§ **Excerpted passage**:
## START
Netrebko, Anna
Anna Netrebko
Opera singer
As she made her debuts in many of the world's major opera houses during 2002 and 2003, Russian soprano Anna Netrebko became, in the words of London's Mail on Sunday, "the biggest sensation to hit the opera world in years." The possessor of a luxuriously smooth, distinctive singing voice and fashion-model good looks, Netrebko has also attracted opera fans with her dramatic charisma and with the impulsive, wholehearted persona she has presented to the public. Netrebko is, in short, a true diva, who has brought to mind the great female opera singers of the past and has the potential to draw new, younger fans to the genre.
Netrebko was born on September 18, 1971, in the southwestern Russian city of Krasnodar. Although her father was a geologist and her mother a telecommunications engineer, she took to the performing arts right away. "Dancing, acrobatics, athletics, singing. I knew that I was going to be on stage," she told Mail on Sunday. "Everyone knew." In high school she devoted herself to gymnastics and ballet and sang in her school's choir. In 1988 she enrolled at the St. Petersburg Conservatory. However, the collapse of the Communist system the following year shook the teenaged Netrebko, and the subsequent period of economic upheaval was hardly favorable for the pursuit of a career in the arts.
Nevertheless, Netrebko hung on and looked for ways to make herself stand out from the crowd. Initially hoping to become an actress, she took vocal courses as a way of distinguishing herself from other young performers at the school. But what she had planned as a secondary skill quickly turned into her main interest. She changed, she told the Christian Science Monitor, "when I went to the theater and saw [opera] performed, and of course the first time I started to sing on the stage. Opera theater is much more interesting and complicated [than stage acting]. Everything is together." Eventually Netrebko would become known as a performer who returned the drama to opera, turning it into something more that just a static vehicle for beautiful singing.
## END
§ **Exercise tasks**:
[a] Answer these questions using the profile of Anna Netrebko above.
(i) Which London newspaper called Netrebko "the biggest sensation to hit the opera world in years"?
(ii) In what year did she enroll at the St. Petersburg Conservatory?
(iii) What career did she first hope to pursue?
[b] Reproduce a passage from the profile of Anna Netrebko. Begin at the words "Netrebko, Anna" and stop after "to the genre.".

§ **Extracted records**:
## START
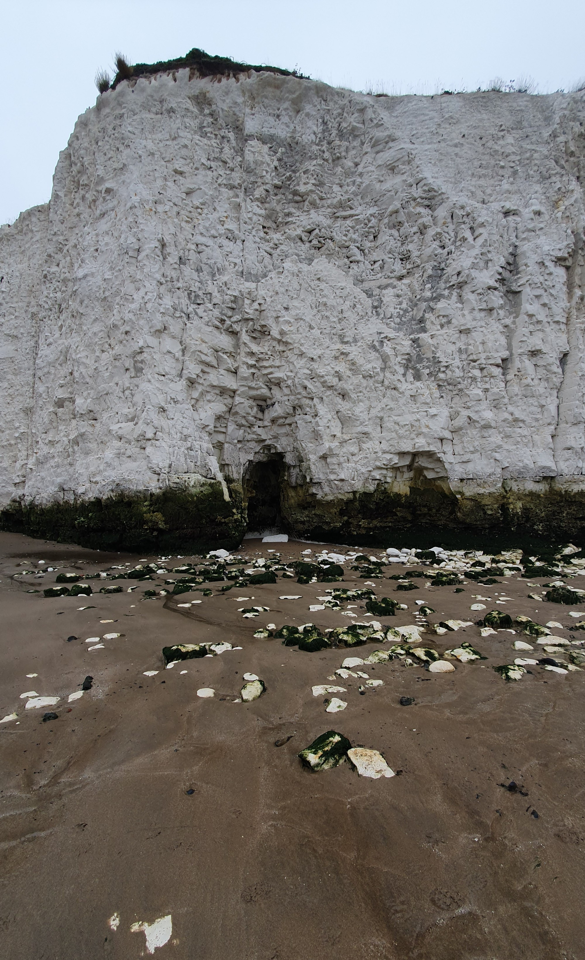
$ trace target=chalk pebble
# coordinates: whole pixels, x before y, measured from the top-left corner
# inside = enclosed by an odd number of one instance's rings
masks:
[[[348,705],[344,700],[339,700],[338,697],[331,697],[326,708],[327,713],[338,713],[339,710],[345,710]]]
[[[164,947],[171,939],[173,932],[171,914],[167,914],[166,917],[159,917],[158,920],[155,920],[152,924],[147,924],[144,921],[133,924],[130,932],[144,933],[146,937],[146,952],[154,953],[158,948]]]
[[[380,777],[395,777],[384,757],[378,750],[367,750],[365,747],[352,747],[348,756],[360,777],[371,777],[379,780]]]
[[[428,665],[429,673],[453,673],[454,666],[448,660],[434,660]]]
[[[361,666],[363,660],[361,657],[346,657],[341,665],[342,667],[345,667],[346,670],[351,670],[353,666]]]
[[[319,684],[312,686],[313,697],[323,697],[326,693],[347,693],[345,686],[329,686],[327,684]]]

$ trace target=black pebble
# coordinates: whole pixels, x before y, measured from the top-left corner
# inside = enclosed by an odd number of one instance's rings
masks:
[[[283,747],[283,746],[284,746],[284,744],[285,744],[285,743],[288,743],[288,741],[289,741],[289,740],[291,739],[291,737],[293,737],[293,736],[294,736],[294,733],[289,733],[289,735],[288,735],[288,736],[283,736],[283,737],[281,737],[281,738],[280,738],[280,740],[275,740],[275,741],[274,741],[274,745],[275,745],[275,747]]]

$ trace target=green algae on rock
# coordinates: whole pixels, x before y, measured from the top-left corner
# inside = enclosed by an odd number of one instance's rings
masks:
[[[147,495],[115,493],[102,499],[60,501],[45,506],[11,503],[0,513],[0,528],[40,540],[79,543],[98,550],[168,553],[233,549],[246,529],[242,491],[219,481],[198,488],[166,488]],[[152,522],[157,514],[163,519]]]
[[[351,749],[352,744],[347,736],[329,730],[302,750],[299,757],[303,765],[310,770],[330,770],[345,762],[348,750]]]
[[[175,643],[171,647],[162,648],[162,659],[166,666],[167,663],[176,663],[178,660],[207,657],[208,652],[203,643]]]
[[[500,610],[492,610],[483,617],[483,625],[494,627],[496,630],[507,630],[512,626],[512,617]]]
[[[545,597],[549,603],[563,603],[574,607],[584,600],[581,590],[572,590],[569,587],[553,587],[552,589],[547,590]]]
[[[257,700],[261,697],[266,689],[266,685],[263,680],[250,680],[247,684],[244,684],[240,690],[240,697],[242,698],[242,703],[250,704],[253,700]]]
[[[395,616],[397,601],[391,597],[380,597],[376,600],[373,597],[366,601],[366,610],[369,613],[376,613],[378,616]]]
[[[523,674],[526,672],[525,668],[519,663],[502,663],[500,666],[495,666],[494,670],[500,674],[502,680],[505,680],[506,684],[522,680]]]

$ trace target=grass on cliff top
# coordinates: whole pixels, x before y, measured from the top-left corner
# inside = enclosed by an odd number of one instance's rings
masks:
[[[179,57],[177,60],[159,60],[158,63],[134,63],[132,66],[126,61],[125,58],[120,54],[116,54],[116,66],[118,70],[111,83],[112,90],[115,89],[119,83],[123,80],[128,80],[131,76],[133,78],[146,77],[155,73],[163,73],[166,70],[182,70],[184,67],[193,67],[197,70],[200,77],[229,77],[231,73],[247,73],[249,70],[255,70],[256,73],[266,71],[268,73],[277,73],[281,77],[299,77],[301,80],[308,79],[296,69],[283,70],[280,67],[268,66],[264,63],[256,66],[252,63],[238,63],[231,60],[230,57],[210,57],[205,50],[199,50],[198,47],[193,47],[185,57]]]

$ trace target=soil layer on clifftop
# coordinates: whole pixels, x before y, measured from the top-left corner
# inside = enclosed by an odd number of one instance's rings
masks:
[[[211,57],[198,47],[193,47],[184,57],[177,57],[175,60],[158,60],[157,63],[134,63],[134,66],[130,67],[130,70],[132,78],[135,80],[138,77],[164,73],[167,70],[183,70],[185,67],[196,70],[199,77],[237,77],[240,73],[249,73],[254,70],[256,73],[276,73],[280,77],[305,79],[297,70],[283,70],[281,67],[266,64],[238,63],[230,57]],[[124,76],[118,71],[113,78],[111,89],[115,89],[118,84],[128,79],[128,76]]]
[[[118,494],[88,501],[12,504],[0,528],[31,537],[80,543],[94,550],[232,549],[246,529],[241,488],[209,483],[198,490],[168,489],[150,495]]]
## END
§ **In response**:
[a]
(i) The Mail on Sunday.
(ii) 1988.
(iii) Acting.

[b]
Netrebko, Anna
Anna Netrebko
Opera singer
As she made her debuts in many of the world's major opera houses during 2002 and 2003, Russian soprano Anna Netrebko became, in the words of London's Mail on Sunday, "the biggest sensation to hit the opera world in years." The possessor of a luxuriously smooth, distinctive singing voice and fashion-model good looks, Netrebko has also attracted opera fans with her dramatic charisma and with the impulsive, wholehearted persona she has presented to the public. Netrebko is, in short, a true diva, who has brought to mind the great female opera singers of the past and has the potential to draw new, younger fans to the genre.